▸ Data in this exercise
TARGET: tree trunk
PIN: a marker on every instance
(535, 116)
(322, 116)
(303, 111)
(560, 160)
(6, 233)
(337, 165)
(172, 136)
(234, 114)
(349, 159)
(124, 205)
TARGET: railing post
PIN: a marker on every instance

▸ Written exercise
Starting with the line with "TARGET: railing post" and going on through the end of the entries, rewrite those lines with "railing post" changed to "fence post" and nothing else altered.

▸ Finished task
TARGET: fence post
PIN: a marker on every instance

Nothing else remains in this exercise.